Task goal: Which lines of the entries below hold the word "wing"? Report each of them.
=-=-=-=-=
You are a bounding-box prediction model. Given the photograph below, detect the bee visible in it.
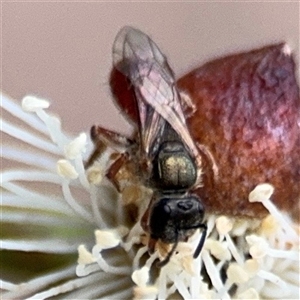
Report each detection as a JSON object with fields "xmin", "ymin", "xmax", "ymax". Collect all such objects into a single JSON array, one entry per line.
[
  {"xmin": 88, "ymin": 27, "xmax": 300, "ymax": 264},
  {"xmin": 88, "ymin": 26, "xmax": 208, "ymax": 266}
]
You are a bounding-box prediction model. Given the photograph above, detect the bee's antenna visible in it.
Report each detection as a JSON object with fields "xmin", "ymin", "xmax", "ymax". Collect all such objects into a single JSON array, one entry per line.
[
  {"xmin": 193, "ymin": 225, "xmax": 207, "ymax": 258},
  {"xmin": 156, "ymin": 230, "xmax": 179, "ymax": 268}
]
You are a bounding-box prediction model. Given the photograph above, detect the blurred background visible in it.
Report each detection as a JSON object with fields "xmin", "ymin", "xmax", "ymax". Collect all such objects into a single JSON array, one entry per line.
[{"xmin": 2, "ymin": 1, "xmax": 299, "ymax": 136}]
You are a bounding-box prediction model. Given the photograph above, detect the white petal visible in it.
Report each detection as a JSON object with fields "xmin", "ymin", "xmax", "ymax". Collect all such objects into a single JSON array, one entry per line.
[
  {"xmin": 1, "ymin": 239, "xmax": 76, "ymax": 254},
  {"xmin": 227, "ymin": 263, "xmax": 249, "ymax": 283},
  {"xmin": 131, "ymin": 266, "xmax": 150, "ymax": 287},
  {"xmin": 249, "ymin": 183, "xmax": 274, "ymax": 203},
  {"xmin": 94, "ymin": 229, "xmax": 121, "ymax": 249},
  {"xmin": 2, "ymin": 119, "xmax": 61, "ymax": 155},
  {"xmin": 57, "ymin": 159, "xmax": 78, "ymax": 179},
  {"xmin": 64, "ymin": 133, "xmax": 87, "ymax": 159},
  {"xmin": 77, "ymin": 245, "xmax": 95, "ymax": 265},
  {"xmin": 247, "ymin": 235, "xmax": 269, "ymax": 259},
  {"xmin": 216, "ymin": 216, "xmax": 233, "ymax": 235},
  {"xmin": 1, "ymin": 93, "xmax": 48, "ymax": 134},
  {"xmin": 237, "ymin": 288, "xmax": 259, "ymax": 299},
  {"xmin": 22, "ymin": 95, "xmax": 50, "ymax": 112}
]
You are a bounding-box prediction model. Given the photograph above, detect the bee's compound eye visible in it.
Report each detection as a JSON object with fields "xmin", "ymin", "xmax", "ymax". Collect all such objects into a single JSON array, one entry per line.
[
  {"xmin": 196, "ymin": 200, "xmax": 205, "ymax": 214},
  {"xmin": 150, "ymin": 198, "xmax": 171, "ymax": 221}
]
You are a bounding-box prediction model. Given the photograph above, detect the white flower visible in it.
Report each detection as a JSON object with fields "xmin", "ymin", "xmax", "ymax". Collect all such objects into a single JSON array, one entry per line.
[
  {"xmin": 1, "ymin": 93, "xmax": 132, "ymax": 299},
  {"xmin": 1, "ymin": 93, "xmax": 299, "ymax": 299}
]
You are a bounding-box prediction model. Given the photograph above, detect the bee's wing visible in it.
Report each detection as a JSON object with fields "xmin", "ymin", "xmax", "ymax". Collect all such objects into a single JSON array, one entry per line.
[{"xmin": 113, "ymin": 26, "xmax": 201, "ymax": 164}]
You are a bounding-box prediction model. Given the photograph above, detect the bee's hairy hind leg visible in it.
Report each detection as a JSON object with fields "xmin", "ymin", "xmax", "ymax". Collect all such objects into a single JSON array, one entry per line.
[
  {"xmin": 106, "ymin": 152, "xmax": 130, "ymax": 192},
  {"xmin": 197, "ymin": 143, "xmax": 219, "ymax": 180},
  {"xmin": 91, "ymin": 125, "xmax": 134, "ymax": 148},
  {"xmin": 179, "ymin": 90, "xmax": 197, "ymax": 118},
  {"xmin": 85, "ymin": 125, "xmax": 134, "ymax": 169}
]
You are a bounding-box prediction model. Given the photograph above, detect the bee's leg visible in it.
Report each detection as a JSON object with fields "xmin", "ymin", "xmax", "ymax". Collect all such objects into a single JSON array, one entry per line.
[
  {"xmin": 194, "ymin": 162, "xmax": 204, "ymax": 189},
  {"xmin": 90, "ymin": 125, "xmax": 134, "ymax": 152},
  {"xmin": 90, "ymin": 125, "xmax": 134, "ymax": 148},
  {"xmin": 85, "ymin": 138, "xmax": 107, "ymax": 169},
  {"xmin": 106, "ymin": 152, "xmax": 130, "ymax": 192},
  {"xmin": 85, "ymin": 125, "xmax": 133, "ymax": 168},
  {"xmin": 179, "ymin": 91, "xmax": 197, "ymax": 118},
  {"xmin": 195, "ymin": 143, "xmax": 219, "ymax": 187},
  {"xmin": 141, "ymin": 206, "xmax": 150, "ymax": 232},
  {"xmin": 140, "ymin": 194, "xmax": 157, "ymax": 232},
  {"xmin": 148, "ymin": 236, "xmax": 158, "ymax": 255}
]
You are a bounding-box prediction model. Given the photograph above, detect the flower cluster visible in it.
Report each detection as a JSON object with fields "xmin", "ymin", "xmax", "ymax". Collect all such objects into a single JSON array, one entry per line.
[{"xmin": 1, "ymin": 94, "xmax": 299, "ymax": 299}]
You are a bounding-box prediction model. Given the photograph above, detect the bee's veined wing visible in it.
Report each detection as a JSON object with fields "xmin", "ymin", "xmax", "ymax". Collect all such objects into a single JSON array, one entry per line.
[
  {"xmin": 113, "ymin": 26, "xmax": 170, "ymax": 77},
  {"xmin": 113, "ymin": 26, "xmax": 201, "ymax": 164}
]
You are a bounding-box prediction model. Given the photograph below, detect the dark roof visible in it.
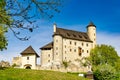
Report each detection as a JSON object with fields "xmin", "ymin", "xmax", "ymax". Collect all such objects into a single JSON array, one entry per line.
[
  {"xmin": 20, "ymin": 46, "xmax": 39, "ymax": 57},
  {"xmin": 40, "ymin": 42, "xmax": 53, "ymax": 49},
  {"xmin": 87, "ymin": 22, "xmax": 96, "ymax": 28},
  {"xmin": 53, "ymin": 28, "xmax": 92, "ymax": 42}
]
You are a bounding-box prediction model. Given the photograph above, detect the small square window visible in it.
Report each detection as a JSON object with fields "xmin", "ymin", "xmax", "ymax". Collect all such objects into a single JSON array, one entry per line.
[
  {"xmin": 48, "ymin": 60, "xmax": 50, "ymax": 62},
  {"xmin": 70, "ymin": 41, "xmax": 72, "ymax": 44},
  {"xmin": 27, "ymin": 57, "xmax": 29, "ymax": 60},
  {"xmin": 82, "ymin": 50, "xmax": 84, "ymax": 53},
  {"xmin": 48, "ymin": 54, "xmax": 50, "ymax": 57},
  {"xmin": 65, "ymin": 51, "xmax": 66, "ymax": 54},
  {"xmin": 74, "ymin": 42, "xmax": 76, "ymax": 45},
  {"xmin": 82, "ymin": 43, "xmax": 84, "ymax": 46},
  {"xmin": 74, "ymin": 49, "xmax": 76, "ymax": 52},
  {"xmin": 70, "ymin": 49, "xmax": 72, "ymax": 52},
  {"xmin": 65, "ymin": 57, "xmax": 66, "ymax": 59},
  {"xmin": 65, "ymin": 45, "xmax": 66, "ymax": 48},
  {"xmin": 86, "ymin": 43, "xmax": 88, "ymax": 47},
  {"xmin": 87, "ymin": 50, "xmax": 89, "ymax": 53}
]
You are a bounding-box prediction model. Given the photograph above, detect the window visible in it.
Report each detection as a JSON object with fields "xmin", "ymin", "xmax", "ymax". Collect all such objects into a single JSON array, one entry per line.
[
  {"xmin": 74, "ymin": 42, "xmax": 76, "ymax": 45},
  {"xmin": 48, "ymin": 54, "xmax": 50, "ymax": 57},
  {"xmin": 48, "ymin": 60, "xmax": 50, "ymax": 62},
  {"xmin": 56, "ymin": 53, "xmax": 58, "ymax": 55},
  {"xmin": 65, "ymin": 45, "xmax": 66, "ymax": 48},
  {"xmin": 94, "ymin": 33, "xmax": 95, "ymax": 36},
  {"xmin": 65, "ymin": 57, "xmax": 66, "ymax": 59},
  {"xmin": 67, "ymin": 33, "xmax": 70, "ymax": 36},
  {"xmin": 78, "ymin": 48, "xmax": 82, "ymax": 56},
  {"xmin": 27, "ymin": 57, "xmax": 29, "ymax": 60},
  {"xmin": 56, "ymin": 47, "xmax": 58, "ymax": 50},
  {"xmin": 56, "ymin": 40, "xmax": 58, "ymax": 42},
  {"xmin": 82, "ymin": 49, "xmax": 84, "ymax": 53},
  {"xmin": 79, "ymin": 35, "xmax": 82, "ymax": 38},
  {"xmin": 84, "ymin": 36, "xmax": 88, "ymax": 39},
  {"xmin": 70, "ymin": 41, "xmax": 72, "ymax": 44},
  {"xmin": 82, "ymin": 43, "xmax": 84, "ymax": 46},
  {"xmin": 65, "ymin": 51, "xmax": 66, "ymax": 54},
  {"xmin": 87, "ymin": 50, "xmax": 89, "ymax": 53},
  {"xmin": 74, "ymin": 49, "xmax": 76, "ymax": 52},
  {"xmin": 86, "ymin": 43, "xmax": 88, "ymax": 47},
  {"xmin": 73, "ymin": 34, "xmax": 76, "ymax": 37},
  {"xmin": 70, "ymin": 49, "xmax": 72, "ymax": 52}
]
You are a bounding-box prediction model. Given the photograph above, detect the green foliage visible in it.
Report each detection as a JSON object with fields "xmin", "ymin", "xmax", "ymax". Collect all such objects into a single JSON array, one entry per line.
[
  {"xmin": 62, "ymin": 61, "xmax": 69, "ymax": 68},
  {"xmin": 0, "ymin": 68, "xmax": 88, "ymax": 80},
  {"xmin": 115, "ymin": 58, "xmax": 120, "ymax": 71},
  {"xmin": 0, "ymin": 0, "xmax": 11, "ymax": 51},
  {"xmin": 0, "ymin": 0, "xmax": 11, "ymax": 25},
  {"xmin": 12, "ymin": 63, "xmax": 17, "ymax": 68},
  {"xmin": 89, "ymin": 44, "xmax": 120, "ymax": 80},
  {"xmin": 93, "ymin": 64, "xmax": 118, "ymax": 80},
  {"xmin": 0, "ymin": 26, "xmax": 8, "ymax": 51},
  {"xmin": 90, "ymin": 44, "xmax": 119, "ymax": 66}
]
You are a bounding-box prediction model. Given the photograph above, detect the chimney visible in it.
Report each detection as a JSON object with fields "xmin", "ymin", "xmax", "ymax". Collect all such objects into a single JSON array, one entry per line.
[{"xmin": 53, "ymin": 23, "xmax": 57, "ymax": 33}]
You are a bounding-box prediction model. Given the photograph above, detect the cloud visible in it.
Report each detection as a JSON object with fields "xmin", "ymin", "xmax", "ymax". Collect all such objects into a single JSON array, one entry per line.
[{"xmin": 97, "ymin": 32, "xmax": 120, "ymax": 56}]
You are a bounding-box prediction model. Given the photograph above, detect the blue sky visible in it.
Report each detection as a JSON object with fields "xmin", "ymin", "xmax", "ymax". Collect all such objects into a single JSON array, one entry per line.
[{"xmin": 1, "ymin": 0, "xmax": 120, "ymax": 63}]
=-=-=-=-=
Exercise result:
You are a bounding-box prediction model. Given the photograph above, detect the bee's wing visible in it.
You are a bounding-box prediction model. Given the photograph above, detect the bee's veined wing visible in it.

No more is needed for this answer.